--- WRITTEN PROBLEM ---
Continue the mailing-list thread below about who assigns 10.x.x.x addresses to amateur radio mesh networks, picking up right after its last sentence.

Hello all, This is a little off the topic of 44 network, but I am curios. The 44 network is split into many regions for Amateur Radio to use. But does anyone know on how the10.x.x.x network is assign to Amateur Radio Ham Mesh network? Is there someone or a group that have the responsibility on dishing ip addresses? Sorry for the band width, but just curios.
K6DLC
Officially 10.x.x.x/8 is a private network address, like 192.168.x.x/24 and 172.16.0.0/12, and, together with 169.254.0.0/24 (zeroconf assignation) should NEVER leave a private, isolated network. IMHO this should also be the case in the AMPR world and those addresses should never be forwarded to "unaware" hosts.
So if you want to interlink with other sites using this subnet, you can of course do it, but this is not regulated, and the above actions should be taken.
Marius, YO2LOJ
-----Original Message----- From: Daniel Curry Sent: Saturday, December 26, 2015 17:20 To: 44Net@hamradio.ucsd.edu Subject: [44net] Ham Class network
(Please trim inclusions from previous messages) _______________________________________________ Hello all, This is a little off the topic of 44 network, but I am curios. The 44 network is split into many regions for Amateur Radio to use. But does anyone know on how the10.x.x.x network is assign to Amateur Radio Ham Mesh network? Is there someone or a group that have the responsibility on dishing ip addresses? Sorry for the band width, but just curios.
K6DLC
To add to what Marius mentions below you may want to look at: http://www.faqs.org/rfcs/rfc1918.html
On Sat, 2015-12-26 at 17:59 +0200, Marius Petrescu wrote:
(Please trim inclusions from previous messages) _______________________________________________ Officially 10.x.x.x/8 is a private network address, like 192.168.x.x/24 and 172.16.0.0/12, and, together with 169.254.0.0/24 (zeroconf assignation) should NEVER leave a private, isolated network. IMHO this should also be the case in the AMPR world and those addresses should never be forwarded to "unaware" hosts.
So if you want to interlink with other sites using this subnet, you can of course do it, but this is not regulated, and the above actions should be taken.

--- INFORMATION PROVIDED ---

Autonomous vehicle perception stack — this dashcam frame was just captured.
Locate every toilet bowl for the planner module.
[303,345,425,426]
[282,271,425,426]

--- RESULT BELOW ---
Marius, YO2LOJ
-----Original Message----- From: Daniel Curry Sent: Saturday, December 26, 2015 17:20 To: 44Net@hamradio.ucsd.edu Subject: [44net] Ham Class network
(Please trim inclusions from previous messages) _______________________________________________ Hello all, This is a little off the topic of 44 network, but I am curios. The 44 network is split into many regions for Amateur Radio to use. But does anyone know on how the10.x.x.x network is assign to Amateur Radio Ham Mesh network? Is there someone or a group that have the responsibility on dishing ip addresses? Sorry for the band width, but just curios.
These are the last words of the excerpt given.